6.2 DEVELOPING DHARMA

NEPAL, Kathmandu

SWOYAMBHU NATH STUPA

DURBAR SQUARE

These are the two places that we most frequented in Kathmandu. These photos were taken well before our visit, but as we saw them is closer to these than the way they are today after the Western invasion.

We were fairly naïve and had no idea what other wonderful sites were available to be explored.

Now it is too late, for their old charm and beauty has gone together with their original spirit.

Westerners were present, but their minds and hearts were different. We bought almost all our treasures for Ibiza in Durbar Square, where there was abundant trading and for luxury treats we favored first the Mellow Pie Shop, then the Hungry Eye and Eden Hash.

One experience which for Ninette made a lasting impression was the Kumari Temple. The building has intricately carved wooden balconies and window screens. It is here that the Goddess Kumari resided. She acknowledged greetings from her balcony window. Tourists today love it I suppose, for it is considered by agencies today as one of the more fascinating tourist attractions of Kathmandu. Yet to see a young child imprisoned with the parents consent in such a role was not pleasant. One must accept the culture of others, I suppose, and for the parents it is a great honor.

Then again, looking through Ninette's eyes, as a teacher of children, "Who isn't really imprisoned in this world by their parents and society?"

The SWOYAMBHU NATH STUPA was interesting and more curious than wonderful, although today's images which sell "four sets of eyes" have not the subtlety or meaning of those painted on the stupa originally.

However, the Stupa did generate our curiosity and as a result we attended a Tibetan Buddhist teaching.

== == ==

* **Goal A**: Reproduce the Kathmandu passage starting with "6.2 DEVELOPING DHARMA" and going on through "their original spirit.", changing "naïve" to "inexperienced".
* **Goal B**: Extend the account of the visit to Kathmandu by writing what follows its final sentence.

Entries from a point annotation set:

== == ==

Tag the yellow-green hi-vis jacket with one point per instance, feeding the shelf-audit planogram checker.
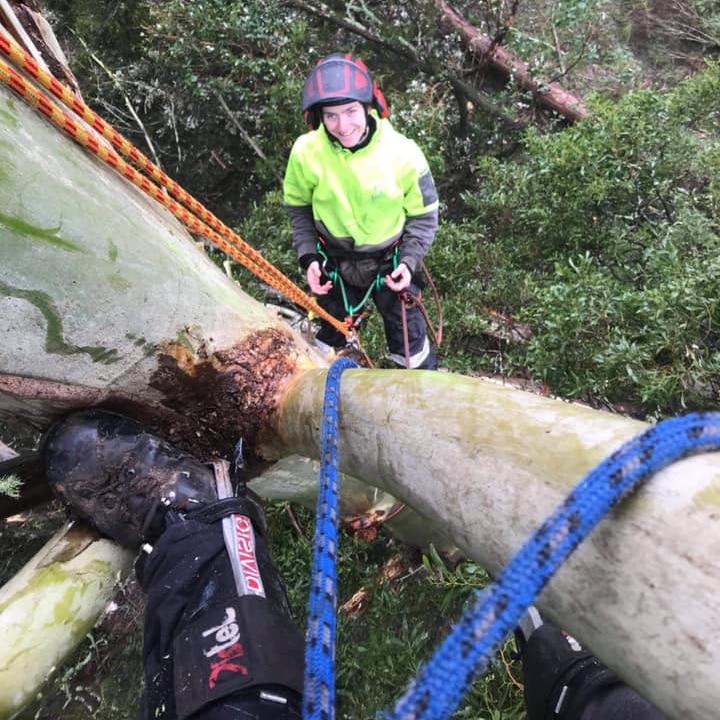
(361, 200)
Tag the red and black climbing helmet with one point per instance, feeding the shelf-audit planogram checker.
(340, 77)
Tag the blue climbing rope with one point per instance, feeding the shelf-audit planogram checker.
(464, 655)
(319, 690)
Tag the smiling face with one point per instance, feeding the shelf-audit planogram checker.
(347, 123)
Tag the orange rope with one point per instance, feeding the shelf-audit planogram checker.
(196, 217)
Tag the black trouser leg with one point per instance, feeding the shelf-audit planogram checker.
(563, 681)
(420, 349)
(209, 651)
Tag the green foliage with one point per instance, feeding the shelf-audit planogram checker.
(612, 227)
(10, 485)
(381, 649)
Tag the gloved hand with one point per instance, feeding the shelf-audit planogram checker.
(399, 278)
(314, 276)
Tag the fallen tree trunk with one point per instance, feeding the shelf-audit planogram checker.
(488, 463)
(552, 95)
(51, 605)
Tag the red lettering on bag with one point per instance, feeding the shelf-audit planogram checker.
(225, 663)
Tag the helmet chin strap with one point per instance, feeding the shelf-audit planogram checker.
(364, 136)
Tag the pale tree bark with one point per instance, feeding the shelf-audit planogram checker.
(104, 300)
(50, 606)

== == ==

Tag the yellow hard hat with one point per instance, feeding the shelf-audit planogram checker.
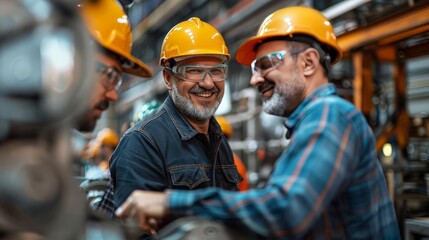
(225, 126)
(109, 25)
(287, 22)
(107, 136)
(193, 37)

== == ==

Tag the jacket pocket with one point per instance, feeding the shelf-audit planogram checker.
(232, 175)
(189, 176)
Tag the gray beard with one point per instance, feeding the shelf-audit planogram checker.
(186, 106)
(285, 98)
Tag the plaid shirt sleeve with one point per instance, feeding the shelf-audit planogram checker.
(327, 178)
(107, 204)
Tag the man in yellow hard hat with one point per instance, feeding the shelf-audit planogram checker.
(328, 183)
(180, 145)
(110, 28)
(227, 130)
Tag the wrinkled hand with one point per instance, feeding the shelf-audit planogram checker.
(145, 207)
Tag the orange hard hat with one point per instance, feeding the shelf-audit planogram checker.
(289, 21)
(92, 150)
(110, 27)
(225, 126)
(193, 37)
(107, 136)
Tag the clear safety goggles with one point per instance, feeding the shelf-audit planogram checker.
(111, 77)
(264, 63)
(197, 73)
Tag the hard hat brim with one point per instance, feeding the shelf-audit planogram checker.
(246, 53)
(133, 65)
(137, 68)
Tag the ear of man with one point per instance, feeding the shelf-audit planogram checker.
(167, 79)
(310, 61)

== == ==

* **Result A**:
6.2 DEVELOPING DHARMA

NEPAL, Kathmandu

SWOYAMBHU NATH STUPA

DURBAR SQUARE

These are the two places that we most frequented in Kathmandu. These photos were taken well before our visit, but as we saw them is closer to these than the way they are today after the Western invasion.

We were fairly inexperienced and had no idea what other wonderful sites were available to be explored.

Now it is too late, for their old charm and beauty has gone together with their original spirit.

* **Result B**:
For Ninette it was interesting and intriguing. For me it was filled with hollow reverence, superstition and rites which I had already cast out as "opium". Nonetheless we were not sold on the message given that reeked of the same clergical "pablum" of compassion and benevolence. We thought that there must be more.

We had seen the Hindus and Sikhs and now the Tibetan systems. For the first time we became spiritually curious and began looking more seriously for evidence of the conceptual "non-existence" within the Dharma. In Nepal they were on another track completely. Sure, it was only a first glance and we made no clear rejection, but decided that we must look for a better base. Sri Lanka and the Theravadins were our target.

What did we really know about Buddhism? Well, we had read the Govinda text and our friend Roger Day was a convinced Buddhist who had actually worked helping prisoners with Buddhism. He had given us a few basic ideas, but they were still intellectual rather than real for us.

What was going on in Ninette's mind at that time is difficult to judge, for she had a combination of her mother's romanticism and her father's sense of righteousness and correctness. There are few who were ever as noble in mindfulness of duty as David. As an example, after he had married Violet they began their honeymoon trip by train and he rejected a sleeping compartment for them declaring that it was "a sacrifice in memory of the young men dying in the war in Europe". Ninette had, through his example of personal principles, personal sacrifice and honor and developed also later a refined sense of an other-directedness. I believe that she was touched by the conceptual compassion but repulsed by the theatrical front.

We went south to Sri Lanka by train and encountered a young fellow who was part of a selection committee preparing a special conference to commemorate the birth of a great Saint of the area known for his great compassion and sense of natural justice. On hearing of my academic background and its similarity to Buddhist philosophy we were invited to attend and I was to speak to the assembly with other invited guests of different transcendental disciplines. We accepted and decided to attend at the specific date from Sri Lanka. That meeting was to be another important landmark for Ninette.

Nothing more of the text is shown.